--- START ---

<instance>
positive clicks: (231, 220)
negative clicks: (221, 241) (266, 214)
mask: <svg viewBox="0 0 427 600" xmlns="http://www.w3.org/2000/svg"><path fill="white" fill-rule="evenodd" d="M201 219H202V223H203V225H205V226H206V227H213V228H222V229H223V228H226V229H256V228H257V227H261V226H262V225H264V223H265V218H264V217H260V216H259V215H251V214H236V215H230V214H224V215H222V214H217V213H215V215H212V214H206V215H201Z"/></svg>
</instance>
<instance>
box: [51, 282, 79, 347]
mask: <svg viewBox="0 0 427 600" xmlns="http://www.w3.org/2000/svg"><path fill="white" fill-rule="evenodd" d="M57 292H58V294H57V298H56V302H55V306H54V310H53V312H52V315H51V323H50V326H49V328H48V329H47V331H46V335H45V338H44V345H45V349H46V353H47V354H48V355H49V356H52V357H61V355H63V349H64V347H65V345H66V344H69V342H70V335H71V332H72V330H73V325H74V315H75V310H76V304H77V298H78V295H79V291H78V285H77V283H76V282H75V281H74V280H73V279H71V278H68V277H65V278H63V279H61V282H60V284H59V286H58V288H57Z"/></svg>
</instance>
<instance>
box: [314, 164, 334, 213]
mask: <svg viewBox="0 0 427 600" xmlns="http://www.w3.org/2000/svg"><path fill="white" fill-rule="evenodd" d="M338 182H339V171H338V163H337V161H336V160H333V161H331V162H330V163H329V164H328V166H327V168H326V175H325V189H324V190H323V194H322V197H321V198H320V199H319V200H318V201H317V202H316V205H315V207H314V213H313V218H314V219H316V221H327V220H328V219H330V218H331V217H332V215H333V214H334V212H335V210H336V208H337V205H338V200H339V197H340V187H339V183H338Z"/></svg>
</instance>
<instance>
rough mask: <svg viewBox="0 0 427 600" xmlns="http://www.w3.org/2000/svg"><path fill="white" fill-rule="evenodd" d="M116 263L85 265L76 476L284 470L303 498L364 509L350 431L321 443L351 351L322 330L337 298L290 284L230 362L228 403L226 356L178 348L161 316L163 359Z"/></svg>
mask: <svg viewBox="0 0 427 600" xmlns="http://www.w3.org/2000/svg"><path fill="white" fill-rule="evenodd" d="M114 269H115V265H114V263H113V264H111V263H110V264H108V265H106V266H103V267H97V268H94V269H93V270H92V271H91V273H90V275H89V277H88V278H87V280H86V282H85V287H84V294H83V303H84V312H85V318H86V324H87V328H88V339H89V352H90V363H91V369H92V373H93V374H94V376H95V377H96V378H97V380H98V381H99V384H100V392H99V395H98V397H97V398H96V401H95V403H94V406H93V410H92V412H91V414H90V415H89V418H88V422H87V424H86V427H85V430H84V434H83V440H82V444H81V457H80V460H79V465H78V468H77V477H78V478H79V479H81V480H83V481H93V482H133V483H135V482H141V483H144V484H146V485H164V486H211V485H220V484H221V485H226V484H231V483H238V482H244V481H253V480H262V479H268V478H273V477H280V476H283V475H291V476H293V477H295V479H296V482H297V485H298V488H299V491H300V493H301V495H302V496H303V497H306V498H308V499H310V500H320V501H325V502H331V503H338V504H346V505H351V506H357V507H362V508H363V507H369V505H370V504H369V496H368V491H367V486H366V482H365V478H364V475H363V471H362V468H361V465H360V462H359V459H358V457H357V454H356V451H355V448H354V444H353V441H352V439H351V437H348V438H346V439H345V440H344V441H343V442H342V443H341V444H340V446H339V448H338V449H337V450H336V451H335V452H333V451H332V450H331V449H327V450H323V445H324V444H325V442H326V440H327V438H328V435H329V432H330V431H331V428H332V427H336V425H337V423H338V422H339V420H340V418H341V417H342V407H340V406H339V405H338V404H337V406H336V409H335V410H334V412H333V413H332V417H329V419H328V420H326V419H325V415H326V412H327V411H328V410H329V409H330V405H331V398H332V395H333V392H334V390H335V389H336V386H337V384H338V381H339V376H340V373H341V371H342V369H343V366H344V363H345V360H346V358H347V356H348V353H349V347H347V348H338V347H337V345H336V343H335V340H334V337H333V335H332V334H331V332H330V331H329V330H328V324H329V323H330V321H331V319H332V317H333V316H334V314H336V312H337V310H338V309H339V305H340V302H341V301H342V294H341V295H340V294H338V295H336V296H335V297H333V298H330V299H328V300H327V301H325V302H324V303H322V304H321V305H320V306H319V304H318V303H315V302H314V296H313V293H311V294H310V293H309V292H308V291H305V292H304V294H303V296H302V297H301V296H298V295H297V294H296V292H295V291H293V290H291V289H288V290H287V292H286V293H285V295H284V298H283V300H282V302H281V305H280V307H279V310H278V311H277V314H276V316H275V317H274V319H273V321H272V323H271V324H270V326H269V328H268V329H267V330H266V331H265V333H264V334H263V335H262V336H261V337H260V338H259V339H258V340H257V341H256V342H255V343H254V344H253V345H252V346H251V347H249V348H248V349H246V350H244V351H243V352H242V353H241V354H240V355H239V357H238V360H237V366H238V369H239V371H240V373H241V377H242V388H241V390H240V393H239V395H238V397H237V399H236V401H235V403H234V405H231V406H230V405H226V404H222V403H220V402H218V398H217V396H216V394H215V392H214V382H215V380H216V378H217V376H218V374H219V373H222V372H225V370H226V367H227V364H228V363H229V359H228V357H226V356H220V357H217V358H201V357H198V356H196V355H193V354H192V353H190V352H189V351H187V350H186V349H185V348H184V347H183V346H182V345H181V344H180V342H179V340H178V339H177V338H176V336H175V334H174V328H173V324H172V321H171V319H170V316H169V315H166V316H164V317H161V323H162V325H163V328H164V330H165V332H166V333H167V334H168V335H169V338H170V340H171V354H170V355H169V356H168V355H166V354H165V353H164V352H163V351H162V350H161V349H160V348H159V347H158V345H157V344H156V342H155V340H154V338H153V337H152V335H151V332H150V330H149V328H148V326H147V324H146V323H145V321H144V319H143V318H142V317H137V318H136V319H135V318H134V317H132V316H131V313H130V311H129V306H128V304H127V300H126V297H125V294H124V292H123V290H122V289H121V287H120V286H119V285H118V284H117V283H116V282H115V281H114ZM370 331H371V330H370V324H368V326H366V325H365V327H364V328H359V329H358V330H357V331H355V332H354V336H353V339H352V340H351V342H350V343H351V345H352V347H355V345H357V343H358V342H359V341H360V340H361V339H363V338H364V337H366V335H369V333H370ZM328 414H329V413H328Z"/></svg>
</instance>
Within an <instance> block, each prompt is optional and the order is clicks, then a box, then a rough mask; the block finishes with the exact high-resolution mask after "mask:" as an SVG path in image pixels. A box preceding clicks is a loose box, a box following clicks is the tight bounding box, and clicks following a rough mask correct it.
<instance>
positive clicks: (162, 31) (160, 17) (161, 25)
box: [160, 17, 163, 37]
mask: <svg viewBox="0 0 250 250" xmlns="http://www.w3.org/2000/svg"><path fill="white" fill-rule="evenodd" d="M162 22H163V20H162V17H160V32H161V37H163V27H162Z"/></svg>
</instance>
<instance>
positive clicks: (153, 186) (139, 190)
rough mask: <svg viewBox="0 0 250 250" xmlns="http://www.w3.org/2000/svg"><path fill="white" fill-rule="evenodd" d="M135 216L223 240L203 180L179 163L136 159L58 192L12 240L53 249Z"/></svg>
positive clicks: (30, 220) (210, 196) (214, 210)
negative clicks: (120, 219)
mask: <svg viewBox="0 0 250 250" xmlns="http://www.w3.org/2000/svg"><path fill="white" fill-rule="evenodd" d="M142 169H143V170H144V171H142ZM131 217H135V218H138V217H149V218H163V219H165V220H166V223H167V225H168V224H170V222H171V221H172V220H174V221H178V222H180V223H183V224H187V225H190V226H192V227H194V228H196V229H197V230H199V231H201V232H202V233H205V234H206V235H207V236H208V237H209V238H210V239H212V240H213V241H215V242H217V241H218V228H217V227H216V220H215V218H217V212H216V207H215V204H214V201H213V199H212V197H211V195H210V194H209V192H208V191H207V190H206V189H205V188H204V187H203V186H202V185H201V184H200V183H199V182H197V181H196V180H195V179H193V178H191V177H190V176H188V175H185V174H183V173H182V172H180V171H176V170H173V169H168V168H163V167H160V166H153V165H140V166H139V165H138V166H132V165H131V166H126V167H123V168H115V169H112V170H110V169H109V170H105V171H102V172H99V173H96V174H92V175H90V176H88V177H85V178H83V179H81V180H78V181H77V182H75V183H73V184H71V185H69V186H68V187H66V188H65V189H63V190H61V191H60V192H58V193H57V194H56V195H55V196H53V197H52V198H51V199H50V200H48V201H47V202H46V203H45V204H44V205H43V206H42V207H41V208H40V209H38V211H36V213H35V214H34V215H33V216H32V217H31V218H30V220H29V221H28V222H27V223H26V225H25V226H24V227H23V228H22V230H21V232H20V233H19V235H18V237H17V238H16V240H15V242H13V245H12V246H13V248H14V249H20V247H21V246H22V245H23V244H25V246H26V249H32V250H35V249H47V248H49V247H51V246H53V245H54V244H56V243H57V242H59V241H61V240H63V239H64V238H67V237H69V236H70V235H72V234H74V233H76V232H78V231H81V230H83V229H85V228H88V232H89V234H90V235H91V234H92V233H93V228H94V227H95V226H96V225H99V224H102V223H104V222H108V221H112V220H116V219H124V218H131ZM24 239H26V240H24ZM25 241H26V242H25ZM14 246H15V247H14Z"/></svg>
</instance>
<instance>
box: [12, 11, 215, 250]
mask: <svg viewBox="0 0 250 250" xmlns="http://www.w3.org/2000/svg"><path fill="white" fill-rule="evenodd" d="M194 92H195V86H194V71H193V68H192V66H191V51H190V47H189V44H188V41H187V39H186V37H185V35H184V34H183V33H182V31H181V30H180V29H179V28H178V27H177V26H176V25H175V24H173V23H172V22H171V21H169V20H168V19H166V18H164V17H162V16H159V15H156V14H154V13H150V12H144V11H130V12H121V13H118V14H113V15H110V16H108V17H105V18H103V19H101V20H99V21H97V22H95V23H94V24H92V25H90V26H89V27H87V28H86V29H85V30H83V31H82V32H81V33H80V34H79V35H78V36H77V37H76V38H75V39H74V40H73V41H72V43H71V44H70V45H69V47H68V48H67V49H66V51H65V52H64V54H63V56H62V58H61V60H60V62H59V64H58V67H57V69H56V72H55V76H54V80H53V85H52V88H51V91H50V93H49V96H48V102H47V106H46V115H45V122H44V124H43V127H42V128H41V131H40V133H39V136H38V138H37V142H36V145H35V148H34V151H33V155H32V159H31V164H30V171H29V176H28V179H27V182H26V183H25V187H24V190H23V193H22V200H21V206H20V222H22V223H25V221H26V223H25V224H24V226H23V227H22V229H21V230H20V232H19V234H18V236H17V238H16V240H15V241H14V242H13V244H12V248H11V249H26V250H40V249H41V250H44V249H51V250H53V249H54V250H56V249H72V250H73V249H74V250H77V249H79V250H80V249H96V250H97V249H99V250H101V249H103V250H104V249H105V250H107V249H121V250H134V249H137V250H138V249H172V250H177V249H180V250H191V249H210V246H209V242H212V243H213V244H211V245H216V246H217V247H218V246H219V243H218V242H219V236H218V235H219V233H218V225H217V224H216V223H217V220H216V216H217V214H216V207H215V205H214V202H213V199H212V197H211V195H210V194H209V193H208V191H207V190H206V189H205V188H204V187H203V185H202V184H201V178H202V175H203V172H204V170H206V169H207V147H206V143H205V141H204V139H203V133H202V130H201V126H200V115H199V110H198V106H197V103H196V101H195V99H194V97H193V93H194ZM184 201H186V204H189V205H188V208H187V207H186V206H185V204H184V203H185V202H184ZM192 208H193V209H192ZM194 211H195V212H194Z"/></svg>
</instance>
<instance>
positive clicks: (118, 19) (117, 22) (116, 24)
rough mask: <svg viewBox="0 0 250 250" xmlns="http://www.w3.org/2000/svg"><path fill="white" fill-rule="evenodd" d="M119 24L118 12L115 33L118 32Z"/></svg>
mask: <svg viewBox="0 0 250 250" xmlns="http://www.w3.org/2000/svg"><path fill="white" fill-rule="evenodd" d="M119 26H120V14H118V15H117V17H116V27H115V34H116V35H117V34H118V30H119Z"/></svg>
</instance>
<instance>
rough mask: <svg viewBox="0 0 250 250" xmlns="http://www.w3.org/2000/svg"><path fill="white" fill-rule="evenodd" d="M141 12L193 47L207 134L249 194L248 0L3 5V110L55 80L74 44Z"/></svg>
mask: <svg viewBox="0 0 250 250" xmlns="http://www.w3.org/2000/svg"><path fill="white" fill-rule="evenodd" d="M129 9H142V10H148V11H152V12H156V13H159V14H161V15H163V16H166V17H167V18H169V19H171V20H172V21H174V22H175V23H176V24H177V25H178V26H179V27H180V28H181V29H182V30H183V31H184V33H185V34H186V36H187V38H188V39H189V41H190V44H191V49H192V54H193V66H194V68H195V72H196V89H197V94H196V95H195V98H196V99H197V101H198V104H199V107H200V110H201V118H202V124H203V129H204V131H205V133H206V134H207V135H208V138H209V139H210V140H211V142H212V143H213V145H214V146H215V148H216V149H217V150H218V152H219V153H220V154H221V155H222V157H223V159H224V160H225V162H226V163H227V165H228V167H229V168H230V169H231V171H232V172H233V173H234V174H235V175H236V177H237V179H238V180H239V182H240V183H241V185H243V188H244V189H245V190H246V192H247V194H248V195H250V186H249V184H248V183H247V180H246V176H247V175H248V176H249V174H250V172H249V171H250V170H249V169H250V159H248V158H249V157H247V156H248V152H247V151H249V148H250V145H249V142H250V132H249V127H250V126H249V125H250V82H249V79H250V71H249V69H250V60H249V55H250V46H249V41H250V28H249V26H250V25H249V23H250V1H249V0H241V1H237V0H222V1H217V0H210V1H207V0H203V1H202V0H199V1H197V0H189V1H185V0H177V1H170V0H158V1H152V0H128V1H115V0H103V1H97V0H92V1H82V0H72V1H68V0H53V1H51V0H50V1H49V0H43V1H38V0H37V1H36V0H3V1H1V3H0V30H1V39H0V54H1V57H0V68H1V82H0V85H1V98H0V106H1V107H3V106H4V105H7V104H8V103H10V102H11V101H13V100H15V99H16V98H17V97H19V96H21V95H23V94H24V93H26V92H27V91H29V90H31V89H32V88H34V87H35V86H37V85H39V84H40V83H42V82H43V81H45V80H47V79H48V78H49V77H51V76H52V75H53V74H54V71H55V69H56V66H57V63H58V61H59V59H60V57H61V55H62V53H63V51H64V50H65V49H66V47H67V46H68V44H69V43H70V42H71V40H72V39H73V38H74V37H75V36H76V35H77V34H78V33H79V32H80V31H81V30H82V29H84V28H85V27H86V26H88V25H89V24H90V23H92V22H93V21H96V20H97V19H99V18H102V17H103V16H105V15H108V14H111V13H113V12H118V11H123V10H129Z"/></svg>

--- END ---

▶ **EXERCISE BRIEF**: Show the lines where the word "positive" appears in the entries.

▶ **ANSWER BOX**:
positive clicks: (231, 220)
positive clicks: (162, 31) (160, 17) (161, 25)
positive clicks: (153, 186) (139, 190)
positive clicks: (30, 220) (210, 196) (214, 210)
positive clicks: (118, 19) (117, 22) (116, 24)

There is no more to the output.